| Data rows |
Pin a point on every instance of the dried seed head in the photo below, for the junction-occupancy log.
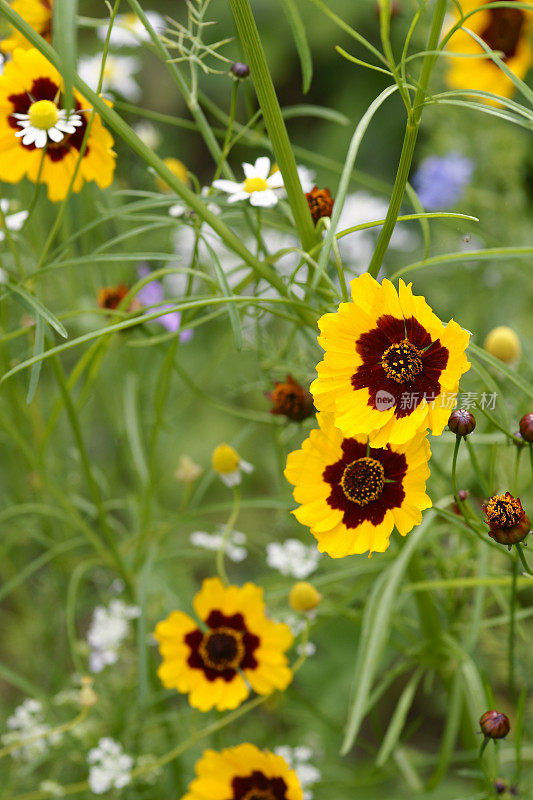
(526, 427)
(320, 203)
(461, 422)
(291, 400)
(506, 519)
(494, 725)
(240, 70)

---

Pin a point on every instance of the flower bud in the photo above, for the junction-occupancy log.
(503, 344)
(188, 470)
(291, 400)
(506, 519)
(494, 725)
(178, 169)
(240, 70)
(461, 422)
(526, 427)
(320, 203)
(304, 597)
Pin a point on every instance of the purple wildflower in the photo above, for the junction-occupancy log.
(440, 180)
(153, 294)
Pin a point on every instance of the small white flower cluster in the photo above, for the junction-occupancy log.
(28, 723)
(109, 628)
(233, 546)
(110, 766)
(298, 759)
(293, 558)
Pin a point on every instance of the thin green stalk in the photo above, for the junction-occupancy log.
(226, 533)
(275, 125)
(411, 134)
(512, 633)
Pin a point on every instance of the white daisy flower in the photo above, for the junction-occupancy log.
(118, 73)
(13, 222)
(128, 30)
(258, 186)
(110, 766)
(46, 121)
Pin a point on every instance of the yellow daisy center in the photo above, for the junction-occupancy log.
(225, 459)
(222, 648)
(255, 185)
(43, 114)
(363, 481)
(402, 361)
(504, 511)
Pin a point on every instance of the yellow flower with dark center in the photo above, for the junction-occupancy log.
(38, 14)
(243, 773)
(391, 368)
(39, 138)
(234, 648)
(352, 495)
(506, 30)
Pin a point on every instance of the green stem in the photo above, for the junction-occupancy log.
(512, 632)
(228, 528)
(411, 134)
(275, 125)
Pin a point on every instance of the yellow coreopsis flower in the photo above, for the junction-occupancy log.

---

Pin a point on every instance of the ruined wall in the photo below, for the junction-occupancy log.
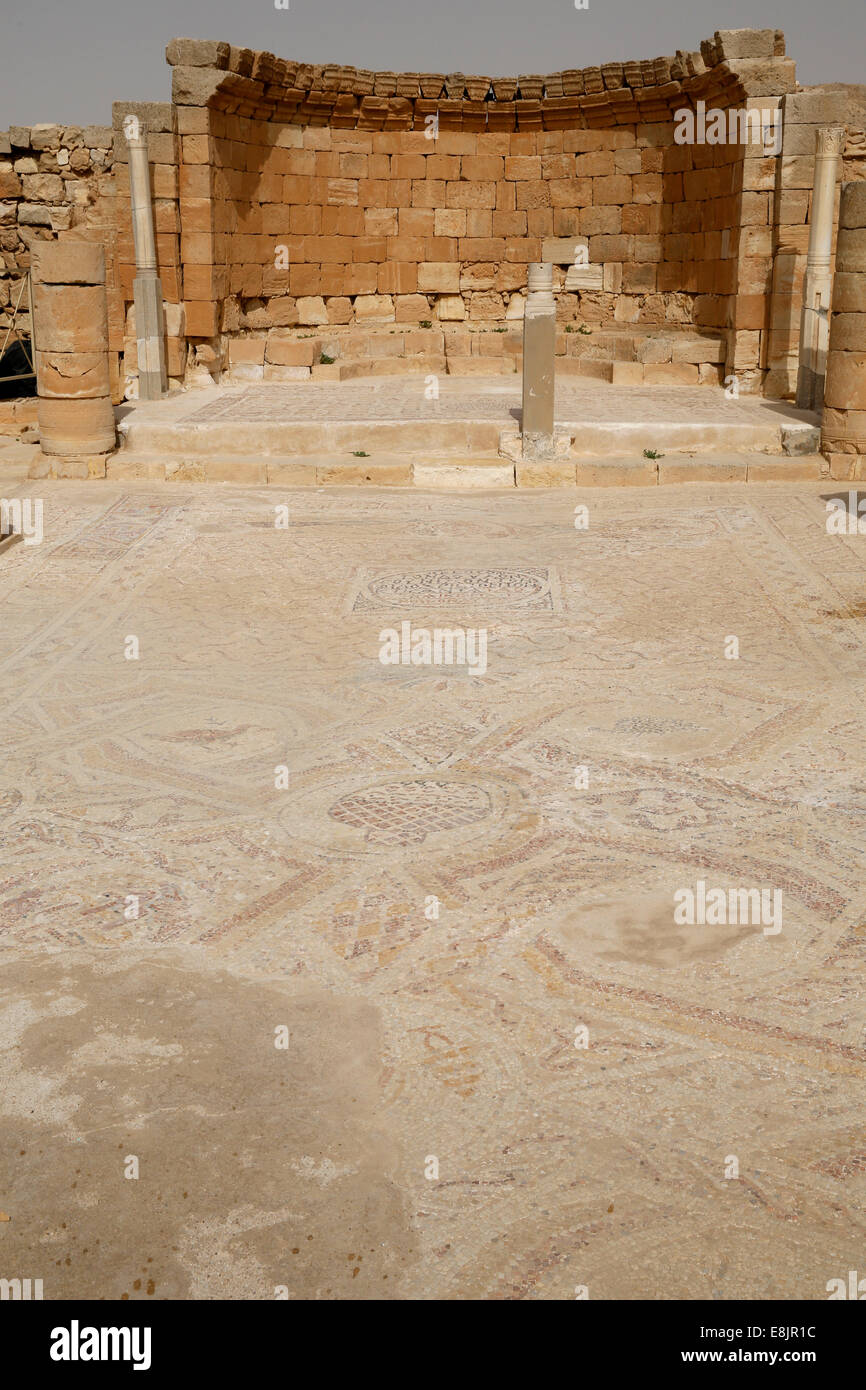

| Task description |
Extract every line of the records above that contains the string "center", treating uppercase and lowercase letters as distinct.

| Response to this exercise |
Pin a point on every instance of the yellow daisy center in the photo above, for the junction-occupancy log.
Pin a point on every instance of the yellow flower with dark center in the photo above, for the junction-occupancy log.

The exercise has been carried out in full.